▶ DO THIS
Please turn all the lines below into a JSON list of strings, one string per line, with blank lines and the pictures left out.

--- --- ---

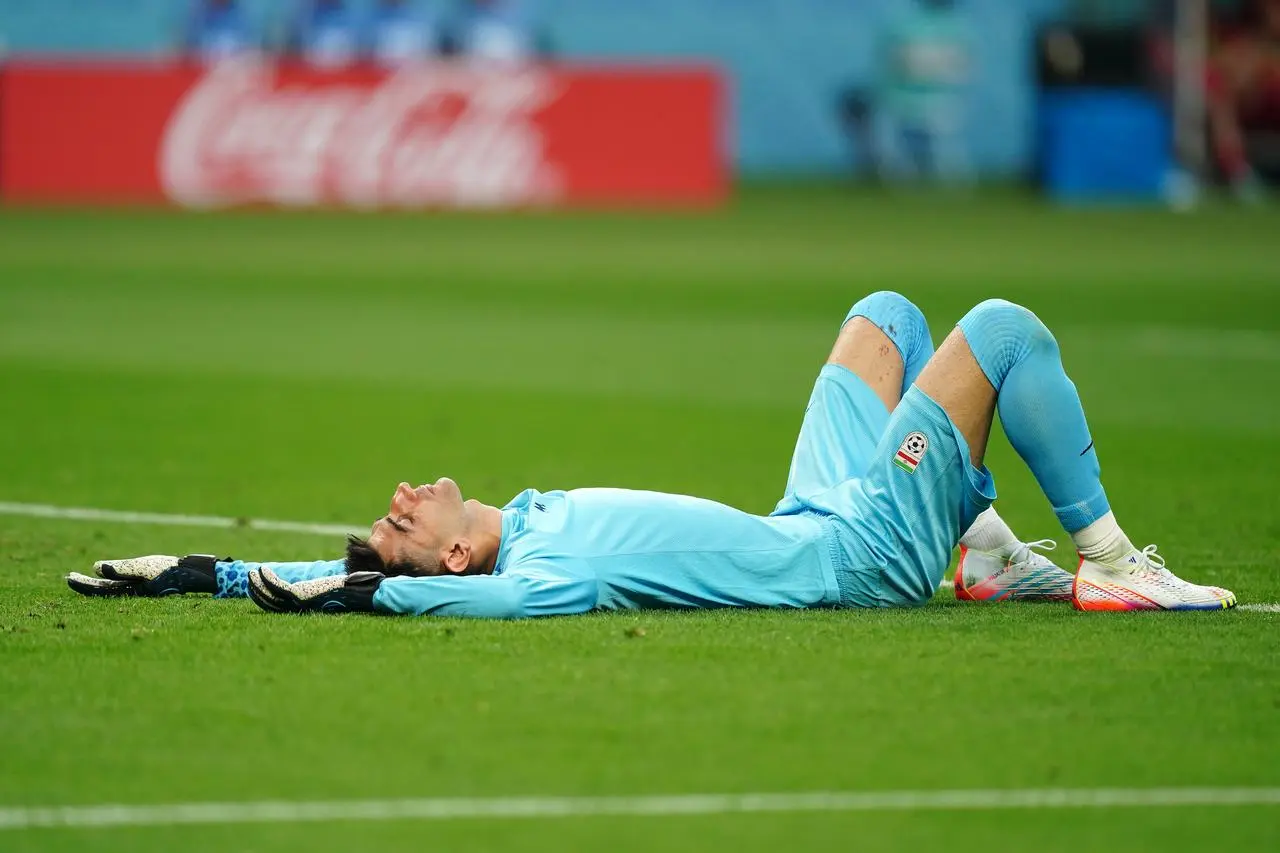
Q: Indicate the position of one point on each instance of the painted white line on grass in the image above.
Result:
(657, 806)
(117, 516)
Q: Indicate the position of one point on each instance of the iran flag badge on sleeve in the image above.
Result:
(910, 452)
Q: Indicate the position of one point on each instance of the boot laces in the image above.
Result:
(1025, 552)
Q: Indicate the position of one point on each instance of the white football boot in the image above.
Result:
(1023, 575)
(1141, 582)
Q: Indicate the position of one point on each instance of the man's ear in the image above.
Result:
(457, 559)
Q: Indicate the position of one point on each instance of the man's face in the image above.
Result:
(426, 527)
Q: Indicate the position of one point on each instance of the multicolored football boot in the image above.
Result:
(1023, 575)
(1141, 582)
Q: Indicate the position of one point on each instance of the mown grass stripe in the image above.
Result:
(656, 806)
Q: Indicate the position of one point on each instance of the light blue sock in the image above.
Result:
(233, 575)
(905, 325)
(1040, 407)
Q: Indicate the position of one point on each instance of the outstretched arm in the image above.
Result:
(232, 575)
(530, 593)
(159, 575)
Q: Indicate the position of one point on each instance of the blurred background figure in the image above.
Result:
(216, 30)
(324, 33)
(496, 31)
(1244, 97)
(913, 123)
(401, 32)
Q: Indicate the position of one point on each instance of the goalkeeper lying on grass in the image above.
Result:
(886, 477)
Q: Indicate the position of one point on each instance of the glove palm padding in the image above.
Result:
(332, 594)
(151, 576)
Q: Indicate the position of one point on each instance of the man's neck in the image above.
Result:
(485, 530)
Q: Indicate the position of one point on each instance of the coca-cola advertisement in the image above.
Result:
(430, 135)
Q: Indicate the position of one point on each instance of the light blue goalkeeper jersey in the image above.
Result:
(570, 552)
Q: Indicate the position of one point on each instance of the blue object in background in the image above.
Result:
(787, 60)
(1100, 145)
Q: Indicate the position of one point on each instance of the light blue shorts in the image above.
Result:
(897, 489)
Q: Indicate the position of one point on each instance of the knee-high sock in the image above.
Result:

--- --- ---

▶ RESPONSE TO THIS EXERCISE
[
  "Q: Indicate the position of one point on each instance of the painted white line on grass in the image above.",
  "Result:",
  "(657, 806)",
  "(117, 516)",
  "Q: Indicate the position of one point on each instance of the iran flag badge on sleeve in the image above.",
  "Result:",
  "(910, 452)",
  "Q: Indicate the position of one point on each instance of the boot laces in the image above.",
  "Result:",
  "(1025, 552)",
  "Q: Indicate the position of one point on each instance of the white football boot in the image above.",
  "Result:",
  "(1023, 575)",
  "(1141, 582)",
  "Q: Indicate the position of one point on each instance of the man's ear in the image above.",
  "Result:",
  "(457, 559)",
  "Q: Indicate the position of one point on each instance of the man's face in the image above.",
  "Result:",
  "(426, 527)",
  "Q: Indicate the position of one point on each instance of the multicolored football boot in the image above.",
  "Result:",
  "(1023, 575)",
  "(1141, 582)",
  "Q: Indicate the position of one point on each instance of the mown grass stripe in the image above.",
  "Result:",
  "(656, 806)",
  "Q: Indicate the position of one point on each instance of the light blue sock in the image above.",
  "Result:",
  "(233, 575)",
  "(905, 325)",
  "(1040, 407)",
  "Q: Indicate the position of one point on each instance of the outstretched arm in the image above.",
  "Result:",
  "(232, 575)",
  "(530, 593)",
  "(159, 575)",
  "Q: Indicate the position of one point on each instance of the blurred background figure in the image above.",
  "Result:",
  "(216, 30)",
  "(324, 33)",
  "(496, 31)",
  "(1244, 97)",
  "(913, 123)",
  "(401, 32)",
  "Q: Indicate the position of one point on each instance of the goalkeeper lying on grass in the image above.",
  "Result:",
  "(886, 477)",
  "Q: Indicate the position of one point on each instance of the glove palm padding in the image above.",
  "Result:",
  "(332, 594)",
  "(151, 576)",
  "Q: Indicate the position of one point on each instance of the man's neck in the image above.",
  "Result:",
  "(485, 530)",
  "Q: Indicate the position of one point on each instance of the coca-cola advertisement in the image above.",
  "Result:",
  "(430, 135)",
  "Q: Indicate the position of one point on each instance of the light blue goalkeeper jersey in the image above.",
  "Result:",
  "(570, 552)",
  "Q: Indicate the position of one point on each instance of the blue object in background in the image above.",
  "Result:",
  "(787, 60)",
  "(1100, 145)",
  "Q: Indicate the position of one point on each instance of the light blue shorts in the image above.",
  "Result:",
  "(897, 489)",
  "Q: Indicate the position of one point on each instance of the knee-high sock in the image above.",
  "Result:"
]